Die Credit Suisse ist auch wegen eigenmächtigen Bankern in die heutige Bredouille geraten. Drei Fälle dokumentieren diese Entgleisungen ganz genau – und zeigen, wie dringen ein Kulturwandel bei der Grossbank ist.

«Jeder Banker muss im Herzen ein Risikomanager sein»: Das ist das Mantra von António Horta-Osório, des neuen Präsidenten der Credit Suisse (CS). Wie er vergangenen Juli öffentlich erklärte, muss die Bank eine Kultur der persönlichen Verantwortung entwickeln.

Die Äusserungen des Bankpräsidenten stehen vor dem Hintergrund des Doppel-Debakels um die Pleite der New Yorker Finanzfirma Archegos Capital und um die Schliessung der CS-Greensill-Fonds. Horta-Osório hält dabei den Finger auf den wunden Punkt: Während die Bank die offensichtlich gewordenen Mängel im Umgang mit Risiken mit Hochdruck zu schliessen sucht, ist es letztlich die «Kultur der Verantwortung», die im Fall neuerlicher Lücken Schlimmeres verhindert.

§ **Aufgabenstellung**
Führe den Text über die Credit Suisse im Anschluss an seinen letzten Satz weiter. Die Einträge haben mit dem Text über die Credit Suisse nichts zu tun.

§ **Rohdaten**
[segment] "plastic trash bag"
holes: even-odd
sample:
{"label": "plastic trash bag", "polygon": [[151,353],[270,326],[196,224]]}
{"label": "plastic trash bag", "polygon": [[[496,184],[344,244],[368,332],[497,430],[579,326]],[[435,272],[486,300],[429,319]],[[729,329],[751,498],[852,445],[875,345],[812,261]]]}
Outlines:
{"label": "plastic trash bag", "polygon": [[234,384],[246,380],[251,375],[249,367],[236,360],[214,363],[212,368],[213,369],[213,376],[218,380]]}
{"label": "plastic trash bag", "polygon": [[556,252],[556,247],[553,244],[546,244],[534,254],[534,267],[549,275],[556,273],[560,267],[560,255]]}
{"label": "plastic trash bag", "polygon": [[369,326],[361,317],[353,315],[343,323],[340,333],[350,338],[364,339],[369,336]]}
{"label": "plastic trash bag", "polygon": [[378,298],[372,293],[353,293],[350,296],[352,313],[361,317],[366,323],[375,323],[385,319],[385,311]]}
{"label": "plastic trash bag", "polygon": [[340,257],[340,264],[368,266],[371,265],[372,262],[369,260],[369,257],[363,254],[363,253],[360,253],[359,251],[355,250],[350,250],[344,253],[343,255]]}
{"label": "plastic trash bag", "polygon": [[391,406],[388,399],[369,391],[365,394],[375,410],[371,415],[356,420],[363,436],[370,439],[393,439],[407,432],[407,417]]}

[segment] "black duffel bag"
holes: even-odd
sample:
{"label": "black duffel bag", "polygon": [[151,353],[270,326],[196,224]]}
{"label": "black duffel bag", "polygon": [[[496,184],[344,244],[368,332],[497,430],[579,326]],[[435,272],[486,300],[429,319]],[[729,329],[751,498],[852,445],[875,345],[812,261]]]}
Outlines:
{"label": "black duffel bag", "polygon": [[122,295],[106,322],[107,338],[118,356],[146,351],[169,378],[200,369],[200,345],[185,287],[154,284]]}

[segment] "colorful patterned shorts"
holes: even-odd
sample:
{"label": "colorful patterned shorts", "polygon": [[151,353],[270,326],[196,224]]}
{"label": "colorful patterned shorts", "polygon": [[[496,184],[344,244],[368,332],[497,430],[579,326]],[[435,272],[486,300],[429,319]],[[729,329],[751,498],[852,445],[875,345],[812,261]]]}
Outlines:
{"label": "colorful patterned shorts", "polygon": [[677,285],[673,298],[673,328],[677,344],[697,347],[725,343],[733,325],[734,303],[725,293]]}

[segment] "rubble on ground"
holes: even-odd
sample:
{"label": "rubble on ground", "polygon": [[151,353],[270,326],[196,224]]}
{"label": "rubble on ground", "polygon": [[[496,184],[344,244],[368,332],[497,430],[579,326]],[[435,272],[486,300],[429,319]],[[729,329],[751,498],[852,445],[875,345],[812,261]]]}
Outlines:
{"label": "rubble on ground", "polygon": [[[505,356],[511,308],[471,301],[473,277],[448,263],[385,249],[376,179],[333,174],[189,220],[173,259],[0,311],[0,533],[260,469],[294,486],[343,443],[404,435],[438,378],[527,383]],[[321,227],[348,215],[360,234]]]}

§ **Ergebnis der Übung**
«Unguided missile» und kriminellen Machenschaften

Doch der Präsident sagte es richtig – diese Kultur muss bei der CS erst entwickelt werden. Denn einige Fälle zeigten ein anderes Verhalten: (Ex)-CS-Banker, die Warnsignale und Weisungen wissentlich in den Wind schlugen und stattdessen ihr Geschäft durchzogen. Drei dieser Fälle sind aktuell und bestens dokumentiert – das Spektrum reicht von der «unguided missile» bis zu kriminellen Machenschaften.

finews.ch lässt sie nochmals Revue passieren, weil die Lehren daraus für die nächsten Monaten entscheidend sein werden. Es handelt sich um die Geschehnisse rund um Archegos Capital, um den Arbeitsstreit mit der Ex-CS-Bankerin Ellina Volkova sowie um die Betrugsaffäre um dem verstorbenen «Russen-Banker» Patrice Lescaudron.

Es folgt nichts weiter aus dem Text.